▶ Stated problem
Can you return every line of the data below that contains the string "glove"?

(Collected data entries)
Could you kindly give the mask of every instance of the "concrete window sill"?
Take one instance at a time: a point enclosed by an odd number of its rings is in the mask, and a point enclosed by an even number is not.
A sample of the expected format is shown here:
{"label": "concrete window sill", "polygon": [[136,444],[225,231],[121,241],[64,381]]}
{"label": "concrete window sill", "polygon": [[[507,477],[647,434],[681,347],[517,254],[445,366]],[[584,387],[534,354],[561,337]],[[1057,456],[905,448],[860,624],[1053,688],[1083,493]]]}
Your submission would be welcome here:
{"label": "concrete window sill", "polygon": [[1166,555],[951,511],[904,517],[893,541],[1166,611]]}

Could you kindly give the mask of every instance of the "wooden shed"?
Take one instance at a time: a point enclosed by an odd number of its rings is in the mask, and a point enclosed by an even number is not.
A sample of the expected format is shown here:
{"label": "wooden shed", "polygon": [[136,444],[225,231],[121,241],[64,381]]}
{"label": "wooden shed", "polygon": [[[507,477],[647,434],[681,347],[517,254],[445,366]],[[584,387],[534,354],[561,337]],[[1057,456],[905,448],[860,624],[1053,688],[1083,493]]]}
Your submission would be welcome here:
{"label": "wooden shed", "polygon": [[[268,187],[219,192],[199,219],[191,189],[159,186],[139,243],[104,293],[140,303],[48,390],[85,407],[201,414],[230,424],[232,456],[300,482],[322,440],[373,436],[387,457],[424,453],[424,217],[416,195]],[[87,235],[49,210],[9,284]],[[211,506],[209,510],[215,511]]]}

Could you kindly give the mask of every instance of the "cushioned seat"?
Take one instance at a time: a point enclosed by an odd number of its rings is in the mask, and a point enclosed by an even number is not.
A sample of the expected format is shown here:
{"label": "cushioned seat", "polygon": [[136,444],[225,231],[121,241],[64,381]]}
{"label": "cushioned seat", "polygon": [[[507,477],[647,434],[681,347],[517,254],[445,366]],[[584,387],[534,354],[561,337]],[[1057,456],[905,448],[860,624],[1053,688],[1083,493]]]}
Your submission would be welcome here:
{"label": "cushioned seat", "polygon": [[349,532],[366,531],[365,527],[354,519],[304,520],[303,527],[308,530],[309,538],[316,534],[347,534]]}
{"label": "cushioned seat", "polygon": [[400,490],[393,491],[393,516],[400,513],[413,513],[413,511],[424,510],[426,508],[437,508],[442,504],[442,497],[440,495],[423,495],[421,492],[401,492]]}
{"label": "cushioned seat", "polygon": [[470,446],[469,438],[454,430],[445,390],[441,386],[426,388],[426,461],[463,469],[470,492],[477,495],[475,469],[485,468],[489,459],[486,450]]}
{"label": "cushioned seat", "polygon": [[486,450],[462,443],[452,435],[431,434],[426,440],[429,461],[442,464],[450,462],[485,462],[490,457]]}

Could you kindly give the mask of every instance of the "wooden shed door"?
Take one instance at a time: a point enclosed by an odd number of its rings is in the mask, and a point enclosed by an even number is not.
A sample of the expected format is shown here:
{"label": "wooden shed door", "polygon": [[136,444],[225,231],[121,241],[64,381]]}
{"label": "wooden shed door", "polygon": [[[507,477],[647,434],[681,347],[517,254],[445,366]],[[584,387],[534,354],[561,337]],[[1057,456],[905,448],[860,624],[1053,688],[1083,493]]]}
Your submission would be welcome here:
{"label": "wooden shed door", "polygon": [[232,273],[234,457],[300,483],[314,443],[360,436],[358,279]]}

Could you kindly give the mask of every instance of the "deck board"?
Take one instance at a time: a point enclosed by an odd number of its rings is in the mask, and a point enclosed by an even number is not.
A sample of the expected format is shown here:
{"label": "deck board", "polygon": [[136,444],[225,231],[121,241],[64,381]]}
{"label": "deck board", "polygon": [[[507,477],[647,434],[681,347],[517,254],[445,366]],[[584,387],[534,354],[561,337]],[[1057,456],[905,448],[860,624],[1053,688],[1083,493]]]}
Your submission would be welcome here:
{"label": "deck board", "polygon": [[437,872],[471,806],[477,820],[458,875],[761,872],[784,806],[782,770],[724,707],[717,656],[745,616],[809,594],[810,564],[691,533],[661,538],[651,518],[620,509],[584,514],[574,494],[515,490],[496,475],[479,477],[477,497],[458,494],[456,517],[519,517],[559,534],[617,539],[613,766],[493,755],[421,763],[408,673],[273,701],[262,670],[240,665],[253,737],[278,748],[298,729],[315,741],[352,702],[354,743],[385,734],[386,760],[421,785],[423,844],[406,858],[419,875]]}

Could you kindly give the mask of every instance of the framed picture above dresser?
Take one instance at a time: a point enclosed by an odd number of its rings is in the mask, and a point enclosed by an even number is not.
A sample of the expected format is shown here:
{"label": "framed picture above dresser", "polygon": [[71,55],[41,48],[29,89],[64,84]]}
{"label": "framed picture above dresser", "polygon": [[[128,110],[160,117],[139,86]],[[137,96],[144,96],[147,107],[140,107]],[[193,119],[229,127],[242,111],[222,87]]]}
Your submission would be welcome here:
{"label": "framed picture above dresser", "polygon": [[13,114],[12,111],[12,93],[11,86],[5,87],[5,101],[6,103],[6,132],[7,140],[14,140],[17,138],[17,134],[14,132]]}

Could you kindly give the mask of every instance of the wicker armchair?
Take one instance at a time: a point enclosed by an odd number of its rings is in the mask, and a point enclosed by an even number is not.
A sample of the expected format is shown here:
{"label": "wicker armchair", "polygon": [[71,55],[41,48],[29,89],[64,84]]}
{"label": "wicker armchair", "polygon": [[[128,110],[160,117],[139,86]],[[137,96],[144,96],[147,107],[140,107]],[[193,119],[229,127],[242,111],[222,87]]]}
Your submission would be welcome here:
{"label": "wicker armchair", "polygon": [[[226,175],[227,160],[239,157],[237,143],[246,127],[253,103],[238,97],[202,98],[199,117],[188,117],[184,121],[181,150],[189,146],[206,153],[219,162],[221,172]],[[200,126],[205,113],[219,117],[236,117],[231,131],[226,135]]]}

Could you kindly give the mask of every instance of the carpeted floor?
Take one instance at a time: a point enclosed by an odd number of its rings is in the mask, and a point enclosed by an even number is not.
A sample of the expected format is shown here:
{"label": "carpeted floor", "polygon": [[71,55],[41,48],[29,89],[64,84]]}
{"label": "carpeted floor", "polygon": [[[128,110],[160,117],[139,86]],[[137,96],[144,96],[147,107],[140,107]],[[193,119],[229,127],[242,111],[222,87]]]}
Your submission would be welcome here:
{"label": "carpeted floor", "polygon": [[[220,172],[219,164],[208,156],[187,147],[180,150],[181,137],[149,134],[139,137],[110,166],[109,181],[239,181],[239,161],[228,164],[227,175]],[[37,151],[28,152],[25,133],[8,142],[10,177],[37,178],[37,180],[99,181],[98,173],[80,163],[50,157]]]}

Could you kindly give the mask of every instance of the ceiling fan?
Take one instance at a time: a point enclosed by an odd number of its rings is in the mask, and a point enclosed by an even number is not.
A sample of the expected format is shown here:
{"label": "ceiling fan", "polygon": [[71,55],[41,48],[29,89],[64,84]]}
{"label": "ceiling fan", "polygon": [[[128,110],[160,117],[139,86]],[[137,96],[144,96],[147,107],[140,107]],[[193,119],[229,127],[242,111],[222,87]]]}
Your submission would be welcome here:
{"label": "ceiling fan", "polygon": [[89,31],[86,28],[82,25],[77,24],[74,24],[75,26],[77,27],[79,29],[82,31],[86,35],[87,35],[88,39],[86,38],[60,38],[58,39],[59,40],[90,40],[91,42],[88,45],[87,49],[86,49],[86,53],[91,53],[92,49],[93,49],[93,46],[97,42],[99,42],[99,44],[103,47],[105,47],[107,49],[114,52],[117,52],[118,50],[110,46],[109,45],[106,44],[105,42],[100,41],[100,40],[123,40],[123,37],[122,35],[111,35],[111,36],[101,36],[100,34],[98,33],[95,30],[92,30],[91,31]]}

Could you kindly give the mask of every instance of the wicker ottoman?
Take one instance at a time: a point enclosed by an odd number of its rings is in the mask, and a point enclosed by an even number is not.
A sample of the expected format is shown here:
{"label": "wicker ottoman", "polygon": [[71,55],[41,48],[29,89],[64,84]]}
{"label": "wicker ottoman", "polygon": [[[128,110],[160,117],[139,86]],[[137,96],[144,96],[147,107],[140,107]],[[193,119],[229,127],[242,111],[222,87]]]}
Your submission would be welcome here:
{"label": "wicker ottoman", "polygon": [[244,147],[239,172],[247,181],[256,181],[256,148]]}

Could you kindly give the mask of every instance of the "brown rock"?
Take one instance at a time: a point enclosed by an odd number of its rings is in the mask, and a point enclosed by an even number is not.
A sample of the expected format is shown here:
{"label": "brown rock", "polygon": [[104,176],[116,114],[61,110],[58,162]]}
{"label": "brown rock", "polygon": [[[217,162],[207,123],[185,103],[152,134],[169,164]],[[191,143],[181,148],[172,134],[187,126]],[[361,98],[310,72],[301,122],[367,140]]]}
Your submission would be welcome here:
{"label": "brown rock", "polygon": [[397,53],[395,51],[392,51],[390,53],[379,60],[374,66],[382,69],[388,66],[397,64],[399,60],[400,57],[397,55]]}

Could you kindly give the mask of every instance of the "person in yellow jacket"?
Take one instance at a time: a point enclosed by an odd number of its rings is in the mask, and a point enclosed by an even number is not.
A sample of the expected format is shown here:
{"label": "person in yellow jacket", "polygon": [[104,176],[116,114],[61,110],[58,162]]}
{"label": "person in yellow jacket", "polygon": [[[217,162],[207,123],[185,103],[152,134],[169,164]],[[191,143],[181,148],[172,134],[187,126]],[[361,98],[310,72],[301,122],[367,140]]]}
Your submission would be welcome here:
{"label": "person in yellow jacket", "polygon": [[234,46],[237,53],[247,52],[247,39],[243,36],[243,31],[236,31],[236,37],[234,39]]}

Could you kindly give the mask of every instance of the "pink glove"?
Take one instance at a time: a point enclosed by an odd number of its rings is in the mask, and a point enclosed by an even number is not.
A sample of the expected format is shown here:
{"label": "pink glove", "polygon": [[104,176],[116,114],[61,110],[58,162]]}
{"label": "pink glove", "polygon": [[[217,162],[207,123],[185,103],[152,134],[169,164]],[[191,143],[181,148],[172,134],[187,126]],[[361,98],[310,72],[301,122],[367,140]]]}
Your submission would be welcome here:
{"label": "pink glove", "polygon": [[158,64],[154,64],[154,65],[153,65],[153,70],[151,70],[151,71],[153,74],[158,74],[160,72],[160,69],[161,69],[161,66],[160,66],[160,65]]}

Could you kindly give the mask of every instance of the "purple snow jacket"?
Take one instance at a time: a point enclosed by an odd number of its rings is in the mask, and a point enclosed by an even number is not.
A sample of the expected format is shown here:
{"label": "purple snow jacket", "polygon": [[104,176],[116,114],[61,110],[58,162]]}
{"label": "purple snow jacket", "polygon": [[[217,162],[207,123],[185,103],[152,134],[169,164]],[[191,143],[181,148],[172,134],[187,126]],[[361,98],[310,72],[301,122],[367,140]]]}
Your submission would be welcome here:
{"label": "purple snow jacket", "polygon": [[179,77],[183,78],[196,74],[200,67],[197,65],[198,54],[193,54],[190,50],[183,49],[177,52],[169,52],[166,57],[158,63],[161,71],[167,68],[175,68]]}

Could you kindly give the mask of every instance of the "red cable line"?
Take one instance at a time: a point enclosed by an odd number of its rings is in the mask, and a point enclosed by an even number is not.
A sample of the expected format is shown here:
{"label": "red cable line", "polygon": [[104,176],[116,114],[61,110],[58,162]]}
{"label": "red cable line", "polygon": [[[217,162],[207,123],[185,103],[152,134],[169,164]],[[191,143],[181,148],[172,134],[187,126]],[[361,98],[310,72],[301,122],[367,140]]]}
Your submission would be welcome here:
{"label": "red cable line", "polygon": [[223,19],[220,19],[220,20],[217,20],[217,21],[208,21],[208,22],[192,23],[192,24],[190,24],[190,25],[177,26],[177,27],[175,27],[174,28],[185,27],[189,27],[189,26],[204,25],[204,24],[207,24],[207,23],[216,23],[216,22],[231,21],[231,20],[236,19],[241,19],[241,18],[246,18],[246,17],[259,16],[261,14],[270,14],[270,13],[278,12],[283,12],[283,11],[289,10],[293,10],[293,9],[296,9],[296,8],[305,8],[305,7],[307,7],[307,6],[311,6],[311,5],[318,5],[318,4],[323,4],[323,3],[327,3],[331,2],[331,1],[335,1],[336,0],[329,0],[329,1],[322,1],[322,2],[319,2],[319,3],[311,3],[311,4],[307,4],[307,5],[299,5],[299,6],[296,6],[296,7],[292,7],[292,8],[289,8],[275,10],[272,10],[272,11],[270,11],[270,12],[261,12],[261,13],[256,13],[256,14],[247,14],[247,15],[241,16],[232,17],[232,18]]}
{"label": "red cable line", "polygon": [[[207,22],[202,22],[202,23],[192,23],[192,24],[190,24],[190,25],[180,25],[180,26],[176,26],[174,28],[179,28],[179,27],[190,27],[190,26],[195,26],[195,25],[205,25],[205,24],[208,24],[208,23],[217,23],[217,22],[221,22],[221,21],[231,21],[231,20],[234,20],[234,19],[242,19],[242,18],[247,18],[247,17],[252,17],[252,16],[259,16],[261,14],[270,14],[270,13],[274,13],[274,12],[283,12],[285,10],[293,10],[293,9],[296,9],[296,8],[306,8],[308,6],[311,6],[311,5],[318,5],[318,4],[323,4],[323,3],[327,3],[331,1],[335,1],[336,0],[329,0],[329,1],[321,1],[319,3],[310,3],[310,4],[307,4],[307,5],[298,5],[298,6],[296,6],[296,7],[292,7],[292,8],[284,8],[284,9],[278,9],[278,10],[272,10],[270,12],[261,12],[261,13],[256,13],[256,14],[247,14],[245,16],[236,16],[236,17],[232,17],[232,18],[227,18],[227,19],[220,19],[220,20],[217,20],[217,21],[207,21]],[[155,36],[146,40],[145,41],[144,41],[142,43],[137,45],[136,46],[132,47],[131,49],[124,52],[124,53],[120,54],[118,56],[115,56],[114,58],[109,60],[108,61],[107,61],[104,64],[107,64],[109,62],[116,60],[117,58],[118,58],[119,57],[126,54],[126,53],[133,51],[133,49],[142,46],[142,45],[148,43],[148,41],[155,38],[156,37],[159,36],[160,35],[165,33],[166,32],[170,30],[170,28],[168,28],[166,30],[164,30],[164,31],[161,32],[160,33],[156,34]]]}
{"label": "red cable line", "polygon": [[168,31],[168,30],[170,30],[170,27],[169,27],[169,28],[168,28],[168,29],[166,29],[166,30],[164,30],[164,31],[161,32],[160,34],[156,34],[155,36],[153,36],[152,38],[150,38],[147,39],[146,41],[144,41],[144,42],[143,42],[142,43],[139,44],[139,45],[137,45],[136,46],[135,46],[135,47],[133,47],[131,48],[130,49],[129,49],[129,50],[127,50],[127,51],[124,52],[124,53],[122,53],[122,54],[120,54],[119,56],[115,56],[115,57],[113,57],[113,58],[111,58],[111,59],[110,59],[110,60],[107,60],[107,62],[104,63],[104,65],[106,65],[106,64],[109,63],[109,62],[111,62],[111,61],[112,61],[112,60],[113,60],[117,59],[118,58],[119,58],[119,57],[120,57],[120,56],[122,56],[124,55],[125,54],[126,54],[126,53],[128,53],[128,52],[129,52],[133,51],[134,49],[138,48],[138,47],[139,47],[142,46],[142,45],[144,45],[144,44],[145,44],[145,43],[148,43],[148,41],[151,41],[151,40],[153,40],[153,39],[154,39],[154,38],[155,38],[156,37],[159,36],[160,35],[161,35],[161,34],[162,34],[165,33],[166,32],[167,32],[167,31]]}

▶ Solution below
Could you kindly give the mask of every instance of the "pink glove"?
{"label": "pink glove", "polygon": [[104,176],[116,114],[61,110],[58,162]]}
{"label": "pink glove", "polygon": [[[217,162],[207,123],[185,103],[152,134],[169,164]],[[191,143],[181,148],[172,134],[187,126]],[[361,98],[310,72],[301,122],[367,140]]]}
{"label": "pink glove", "polygon": [[158,64],[154,64],[154,65],[153,65],[153,70],[151,70],[151,71],[153,74],[158,74],[160,72],[160,69],[161,69],[161,66],[160,66],[160,65]]}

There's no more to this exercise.